> _Page extract_:
——————————
On-line version ISSN 2224-7890
Print version ISSN 1012-277X

S. Afr. J. Ind. Eng. vol.25 n.1 Pretoria Jan. 2014

 

GENERAL ARTICLES

 

Supporting business process design through a business fractal approach

 

 

A. van Rensburg1

Department of Industrial Engineering University of Stellenbosch. antonie@sun.ac.za

 

 


ABSTRACT

The role and position of business process management in an organisation depends on the value it contributes to the organisation's sustainability. Business process design ensures that the conceptual business process strategy is translated into appropriate user requirements and functional requirements, and is ultimately implemented through some kind of enabling mechanism. In reality, business process design proves, at best, to be difficult when capturing and translating the complexity of business systems. In this paper, the concept of a business fractal is introduced to demonstrate an alternative way of doing business process design.


OPSOMMING

Die rol en posisie van besigheidsprosesbestuur hang af van die waardetoevoeging van besigheidsprosesbestuur tot die uitvoerbaarheid van die organisasie. Dit is in die belang van die ontwerp van die besigheidsproses dat die besigheidstrategie omskryf word in die gebruikersbehoeftestellings en funksionelestellings, en geïmplementeer word in die fisiese uitvoering van die besigheidsproses, hetsy deur 'n rekenaarstelsel of deur besigheidsprosedures. Dit is egter in realiteit baie moeilik om strategie af te wentel na implementeringsprosedures as gevolg van die kompleksiteit van besigheidsprosesse. In hierdie artikel word die konsep van 'n besigheidsfraktaal bekend gestel as 'n alternatiewe manier om besigheidsproses ontwerp te doen.


 

 

1 INTRODUCTION

For an organisation to survive, it relies on its 'memory'. This organisational 'memory' forms through the interaction and collective knowledge repository of its workers. It preserves a past, but it is also current; and it allows thinking about, and response to, future challenges. The way business process management (BPM) relies on this 'memory' has a profound impact on the performance of the organisation. The role and position of BPM in an organisation depends on the value it contributes to the sustainability of the organisation. BPM should ensure that business strategy is appropriately translated through good design into operational workflow practices. In this context, BPM will ensure that operational activities are aligned to tactical policies and objectives, supporting the business strategy.

Business process design forms one of the key mechanisms to extract organisational 'memory' in order to codify and implement it through BPM solutions. If the business process design approach falters, or is not done well, the whole BPM exercise suffers - and as a result, the anticipated return on investment is never achieved. Many managers can testify to initiatives that went wrong because initial business processes were not correctly understood, formulated, or communicated through the business process design initiative.

Many methods and techniques exist to assist the business analyst in the design process - for example, the structured design and analysis technique, integrated definition language (IDEF), Petri Nets, and object oriented modelling [15]. In recent years, modelling methods such as unified modelling language (UML) [10] and the business process execution language (BPEL) [13] have gained popularity in the information technology domains as preferred methods for modelling and designing business processes. In this paper, the assumption is made that business process design should start with the translation of business process complexity, rather than trying to start with functional specifications on a UML or BPEL level - in which case design modelling methods such as IDEF become more applicable to providing form and function to the business process design.
——————————
> _Dataset content_:
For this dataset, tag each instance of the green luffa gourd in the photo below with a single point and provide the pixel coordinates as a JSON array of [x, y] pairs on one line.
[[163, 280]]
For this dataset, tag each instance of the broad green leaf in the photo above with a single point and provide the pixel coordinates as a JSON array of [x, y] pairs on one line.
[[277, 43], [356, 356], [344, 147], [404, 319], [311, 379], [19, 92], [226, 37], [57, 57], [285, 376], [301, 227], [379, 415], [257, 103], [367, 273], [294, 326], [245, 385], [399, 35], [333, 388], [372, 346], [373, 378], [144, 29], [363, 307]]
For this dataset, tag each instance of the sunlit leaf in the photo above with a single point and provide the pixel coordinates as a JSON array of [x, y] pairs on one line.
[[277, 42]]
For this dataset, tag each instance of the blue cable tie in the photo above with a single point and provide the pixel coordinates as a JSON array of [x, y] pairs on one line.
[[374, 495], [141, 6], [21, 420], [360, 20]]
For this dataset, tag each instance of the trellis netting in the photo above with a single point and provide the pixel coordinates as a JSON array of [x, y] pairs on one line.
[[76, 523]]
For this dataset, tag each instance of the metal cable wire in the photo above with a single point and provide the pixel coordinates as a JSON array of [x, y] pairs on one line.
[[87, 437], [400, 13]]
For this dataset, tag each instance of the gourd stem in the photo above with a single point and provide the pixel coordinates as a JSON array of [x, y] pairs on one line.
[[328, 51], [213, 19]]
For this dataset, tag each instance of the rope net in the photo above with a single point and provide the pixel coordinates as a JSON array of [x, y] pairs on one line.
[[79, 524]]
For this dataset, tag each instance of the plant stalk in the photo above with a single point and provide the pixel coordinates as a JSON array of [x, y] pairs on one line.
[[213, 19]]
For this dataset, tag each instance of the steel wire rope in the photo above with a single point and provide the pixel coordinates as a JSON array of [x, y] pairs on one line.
——————————
> _To-do list_:
1. Revise the stretch of the business process design article from "Many methods and" through "the business process design.", replacing "business analyst" with "process designer".
2. Translate this sentence from the business process design article into Spanish: "Many managers can testify to initiatives that went wrong because initial business processes were not correctly understood, formulated, or communicated through the business process design initiative."
Use only the text for this work.

> _Expected results_:
1.
Many methods and techniques exist to assist the process designer in the design process - for example, the structured design and analysis technique, integrated definition language (IDEF), Petri Nets, and object oriented modelling [15]. In recent years, modelling methods such as unified modelling language (UML) [10] and the business process execution language (BPEL) [13] have gained popularity in the information technology domains as preferred methods for modelling and designing business processes. In this paper, the assumption is made that business process design should start with the translation of business process complexity, rather than trying to start with functional specifications on a UML or BPEL level - in which case design modelling methods such as IDEF become more applicable to providing form and function to the business process design.

2. Muchos gerentes pueden dar testimonio de iniciativas que fracasaron porque los procesos de negocio iniciales no se comprendieron, formularon o comunicaron correctamente a través de la iniciativa de diseño de procesos de negocio.